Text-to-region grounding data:

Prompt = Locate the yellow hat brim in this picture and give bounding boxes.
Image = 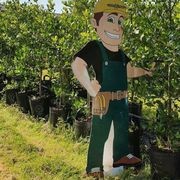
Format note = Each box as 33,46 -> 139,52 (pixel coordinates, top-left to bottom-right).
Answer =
94,8 -> 128,18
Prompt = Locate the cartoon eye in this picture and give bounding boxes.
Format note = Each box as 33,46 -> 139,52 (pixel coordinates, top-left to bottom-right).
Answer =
118,18 -> 124,26
107,17 -> 115,23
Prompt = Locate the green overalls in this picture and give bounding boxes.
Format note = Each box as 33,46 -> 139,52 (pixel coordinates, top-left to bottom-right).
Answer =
86,41 -> 129,173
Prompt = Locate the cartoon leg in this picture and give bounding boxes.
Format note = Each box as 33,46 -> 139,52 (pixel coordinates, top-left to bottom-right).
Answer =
113,110 -> 141,167
86,114 -> 112,173
113,110 -> 129,162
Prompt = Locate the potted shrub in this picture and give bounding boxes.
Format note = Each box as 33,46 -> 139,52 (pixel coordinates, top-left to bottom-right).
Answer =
28,70 -> 50,119
48,80 -> 67,128
0,73 -> 7,100
149,61 -> 180,179
123,1 -> 179,178
12,69 -> 37,113
0,55 -> 18,105
71,95 -> 91,139
3,75 -> 19,105
48,45 -> 75,126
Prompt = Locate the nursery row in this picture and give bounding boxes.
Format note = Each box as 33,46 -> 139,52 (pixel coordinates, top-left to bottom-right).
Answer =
0,72 -> 90,136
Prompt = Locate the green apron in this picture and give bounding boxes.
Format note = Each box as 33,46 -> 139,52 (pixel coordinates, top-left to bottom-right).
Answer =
86,41 -> 129,173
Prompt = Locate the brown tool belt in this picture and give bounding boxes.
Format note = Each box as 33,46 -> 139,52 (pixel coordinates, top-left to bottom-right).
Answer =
92,90 -> 127,117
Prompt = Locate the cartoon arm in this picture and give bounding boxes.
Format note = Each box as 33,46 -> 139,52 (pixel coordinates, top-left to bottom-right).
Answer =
71,57 -> 101,97
127,62 -> 155,78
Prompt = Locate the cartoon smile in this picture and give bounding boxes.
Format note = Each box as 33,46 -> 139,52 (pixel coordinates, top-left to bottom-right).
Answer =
105,31 -> 120,39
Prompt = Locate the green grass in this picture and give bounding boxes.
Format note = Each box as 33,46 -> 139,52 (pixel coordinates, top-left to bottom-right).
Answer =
0,103 -> 86,179
0,102 -> 151,180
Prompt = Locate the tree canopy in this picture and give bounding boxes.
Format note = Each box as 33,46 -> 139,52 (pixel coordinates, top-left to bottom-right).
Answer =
0,0 -> 179,101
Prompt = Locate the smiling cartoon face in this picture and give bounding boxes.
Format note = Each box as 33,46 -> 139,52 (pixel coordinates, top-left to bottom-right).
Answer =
92,13 -> 124,48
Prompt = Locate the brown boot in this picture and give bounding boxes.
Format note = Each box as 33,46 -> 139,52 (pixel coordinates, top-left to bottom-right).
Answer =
113,154 -> 141,167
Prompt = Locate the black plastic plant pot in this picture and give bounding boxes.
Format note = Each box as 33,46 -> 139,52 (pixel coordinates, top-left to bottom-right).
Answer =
74,118 -> 91,139
77,88 -> 87,99
0,83 -> 5,91
129,129 -> 141,159
62,103 -> 72,122
129,102 -> 142,125
128,102 -> 142,160
16,92 -> 31,113
29,96 -> 49,118
149,148 -> 180,179
0,83 -> 5,99
5,89 -> 18,105
49,107 -> 63,127
26,90 -> 37,97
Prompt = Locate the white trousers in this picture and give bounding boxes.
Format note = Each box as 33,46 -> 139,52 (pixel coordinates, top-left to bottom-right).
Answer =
103,122 -> 124,176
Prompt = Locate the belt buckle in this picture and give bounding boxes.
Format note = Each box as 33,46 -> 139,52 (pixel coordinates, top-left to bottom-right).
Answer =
118,90 -> 123,100
117,91 -> 120,100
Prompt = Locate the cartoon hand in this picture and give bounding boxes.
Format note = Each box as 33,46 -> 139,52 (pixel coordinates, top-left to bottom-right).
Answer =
89,78 -> 101,97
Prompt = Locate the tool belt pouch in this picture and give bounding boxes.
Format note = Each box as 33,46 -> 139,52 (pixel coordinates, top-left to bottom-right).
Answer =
92,92 -> 110,116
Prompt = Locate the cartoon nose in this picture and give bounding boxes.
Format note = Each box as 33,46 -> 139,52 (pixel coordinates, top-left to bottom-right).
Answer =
114,25 -> 121,32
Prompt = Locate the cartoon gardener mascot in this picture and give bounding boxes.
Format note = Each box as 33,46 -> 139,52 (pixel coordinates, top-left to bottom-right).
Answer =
72,0 -> 154,178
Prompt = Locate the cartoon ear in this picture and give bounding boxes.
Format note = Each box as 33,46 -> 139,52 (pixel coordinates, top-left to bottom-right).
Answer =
91,18 -> 97,28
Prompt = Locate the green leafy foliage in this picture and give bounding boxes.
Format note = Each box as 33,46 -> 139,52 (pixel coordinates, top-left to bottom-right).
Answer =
49,0 -> 97,98
124,0 -> 179,100
123,0 -> 179,150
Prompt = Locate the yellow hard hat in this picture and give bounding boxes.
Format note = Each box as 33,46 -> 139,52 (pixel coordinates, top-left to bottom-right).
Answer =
94,0 -> 128,18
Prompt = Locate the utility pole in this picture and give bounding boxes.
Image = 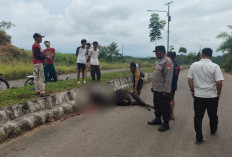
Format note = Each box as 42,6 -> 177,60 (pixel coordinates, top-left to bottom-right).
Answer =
166,1 -> 173,52
122,44 -> 124,62
147,1 -> 173,51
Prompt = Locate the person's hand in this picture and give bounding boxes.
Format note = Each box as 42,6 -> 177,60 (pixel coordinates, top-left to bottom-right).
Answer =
218,94 -> 221,100
163,92 -> 170,97
191,91 -> 194,98
133,89 -> 138,95
151,88 -> 154,92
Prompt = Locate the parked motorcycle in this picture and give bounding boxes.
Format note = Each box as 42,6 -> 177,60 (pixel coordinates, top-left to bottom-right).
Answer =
0,73 -> 10,91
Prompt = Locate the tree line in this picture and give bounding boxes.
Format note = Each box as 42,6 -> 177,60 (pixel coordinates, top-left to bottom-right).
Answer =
148,13 -> 232,71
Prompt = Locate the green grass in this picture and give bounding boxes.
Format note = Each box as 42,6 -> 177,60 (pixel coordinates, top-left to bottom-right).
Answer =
0,67 -> 153,108
0,44 -> 154,80
0,61 -> 153,80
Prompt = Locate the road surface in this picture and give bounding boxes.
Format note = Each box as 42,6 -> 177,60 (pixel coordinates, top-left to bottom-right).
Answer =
8,68 -> 128,88
0,69 -> 232,157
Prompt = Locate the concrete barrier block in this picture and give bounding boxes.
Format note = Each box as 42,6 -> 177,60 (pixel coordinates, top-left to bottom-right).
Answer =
12,104 -> 23,119
0,110 -> 9,125
27,101 -> 41,113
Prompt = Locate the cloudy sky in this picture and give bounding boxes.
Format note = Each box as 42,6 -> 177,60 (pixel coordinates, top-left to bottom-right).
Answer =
1,0 -> 232,57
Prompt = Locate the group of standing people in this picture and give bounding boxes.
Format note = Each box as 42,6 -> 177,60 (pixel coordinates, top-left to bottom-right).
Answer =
32,33 -> 57,97
32,34 -> 101,97
76,39 -> 101,84
145,45 -> 223,145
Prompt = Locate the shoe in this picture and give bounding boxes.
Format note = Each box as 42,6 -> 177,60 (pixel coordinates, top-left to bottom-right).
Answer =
211,130 -> 217,135
77,81 -> 81,84
83,81 -> 86,84
195,138 -> 205,145
158,124 -> 170,132
147,118 -> 162,125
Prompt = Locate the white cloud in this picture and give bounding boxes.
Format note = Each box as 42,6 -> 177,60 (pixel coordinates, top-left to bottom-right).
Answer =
0,0 -> 232,57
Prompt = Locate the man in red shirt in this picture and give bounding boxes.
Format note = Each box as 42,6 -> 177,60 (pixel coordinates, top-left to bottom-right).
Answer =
32,33 -> 48,97
43,41 -> 57,82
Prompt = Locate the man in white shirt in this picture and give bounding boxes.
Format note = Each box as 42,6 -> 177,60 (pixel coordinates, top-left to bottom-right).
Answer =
188,48 -> 224,145
88,41 -> 101,81
76,39 -> 87,84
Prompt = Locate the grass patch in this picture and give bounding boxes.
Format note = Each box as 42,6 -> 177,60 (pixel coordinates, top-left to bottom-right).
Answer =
0,61 -> 153,80
0,68 -> 153,108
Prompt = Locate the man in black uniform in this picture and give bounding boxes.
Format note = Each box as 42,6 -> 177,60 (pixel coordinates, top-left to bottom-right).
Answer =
147,46 -> 173,132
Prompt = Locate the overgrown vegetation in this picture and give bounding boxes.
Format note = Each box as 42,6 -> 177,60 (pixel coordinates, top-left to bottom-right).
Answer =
217,25 -> 232,72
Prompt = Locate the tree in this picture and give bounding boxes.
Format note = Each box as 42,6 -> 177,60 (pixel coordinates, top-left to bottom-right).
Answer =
178,47 -> 187,65
108,42 -> 120,57
148,13 -> 166,43
0,21 -> 15,31
0,21 -> 15,45
178,47 -> 187,54
217,25 -> 232,71
98,42 -> 121,62
169,45 -> 175,51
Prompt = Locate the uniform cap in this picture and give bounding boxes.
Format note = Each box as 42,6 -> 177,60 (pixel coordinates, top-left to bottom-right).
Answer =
153,45 -> 166,53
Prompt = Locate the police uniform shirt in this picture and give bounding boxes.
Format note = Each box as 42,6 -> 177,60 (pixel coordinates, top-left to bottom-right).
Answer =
152,56 -> 173,93
188,59 -> 224,98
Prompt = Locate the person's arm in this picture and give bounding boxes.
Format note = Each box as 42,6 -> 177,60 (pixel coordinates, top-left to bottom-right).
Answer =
34,47 -> 45,60
216,81 -> 222,99
76,47 -> 80,57
215,65 -> 224,99
163,60 -> 173,94
176,65 -> 180,82
87,49 -> 91,62
187,65 -> 194,98
188,78 -> 194,98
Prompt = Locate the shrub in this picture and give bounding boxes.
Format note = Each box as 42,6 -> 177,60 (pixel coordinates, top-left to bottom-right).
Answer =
0,30 -> 11,45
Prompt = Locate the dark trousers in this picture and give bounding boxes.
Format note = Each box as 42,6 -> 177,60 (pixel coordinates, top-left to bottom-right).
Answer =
91,65 -> 101,81
194,97 -> 219,140
44,64 -> 57,83
153,91 -> 171,122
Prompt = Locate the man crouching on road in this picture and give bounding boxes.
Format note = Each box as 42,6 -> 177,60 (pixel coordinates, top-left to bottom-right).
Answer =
32,33 -> 49,97
148,45 -> 173,132
188,48 -> 223,145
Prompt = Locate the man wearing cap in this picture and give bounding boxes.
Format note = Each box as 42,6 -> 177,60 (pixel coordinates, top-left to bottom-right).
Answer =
32,33 -> 48,97
188,48 -> 223,145
148,45 -> 173,132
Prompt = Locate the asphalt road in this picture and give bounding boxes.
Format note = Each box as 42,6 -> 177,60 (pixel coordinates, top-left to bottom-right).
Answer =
8,68 -> 128,88
0,69 -> 232,157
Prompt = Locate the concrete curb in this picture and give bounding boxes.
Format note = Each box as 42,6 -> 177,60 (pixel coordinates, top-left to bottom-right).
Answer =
0,73 -> 152,142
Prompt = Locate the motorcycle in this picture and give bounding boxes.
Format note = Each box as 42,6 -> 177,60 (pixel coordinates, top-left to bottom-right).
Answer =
0,73 -> 10,91
24,70 -> 69,87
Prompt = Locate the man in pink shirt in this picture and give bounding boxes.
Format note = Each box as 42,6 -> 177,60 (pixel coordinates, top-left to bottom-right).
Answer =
43,41 -> 57,82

→ Goal of the exercise: Write out exactly the lines above from the line with "Prompt = Locate the green apron" through the line with "Prompt = Locate the smiling", both of them included, and leave out all other lines.

→ The answer:
Prompt = Locate the green apron in this picture and give bounding boxes.
Format note = Each box as 33,46 -> 139,52 (pixel coordinates, top-left to bottom-right).
Answer =
86,41 -> 129,173
Prompt = Locate the brown tool belt in this picture and give bounding boxes.
Format note = Each box as 33,46 -> 139,52 (pixel coordinates, top-left to bottom-right).
Answer =
92,90 -> 127,117
Prompt = Locate the cartoon arm in this picture and give bounding boxes.
Format note = Each box as 33,46 -> 139,52 (pixel coordinates, top-left to bottom-right).
Answer =
71,57 -> 101,97
127,62 -> 155,78
Prompt = Locate the cartoon smile in this picture and give bounding boxes.
Format note = Each box as 33,46 -> 139,52 (pixel coordinates, top-left to bottom-right).
Answer =
105,31 -> 120,39
Prompt = Locate the green grass in this picture and give bounding boxes.
Format note = Each box as 33,46 -> 139,52 (pixel coordinates, top-left to bottom-right).
Answer =
0,103 -> 86,179
0,102 -> 151,180
Prompt = Locate the tree canopy in this picture and give bounding boxes.
Format note = Each box as 33,46 -> 139,52 (pixel coordinates, top-left to bottom-right).
Answer =
0,0 -> 179,101
Prompt = Locate the smiling cartoon face in this picture and give bounding boxes.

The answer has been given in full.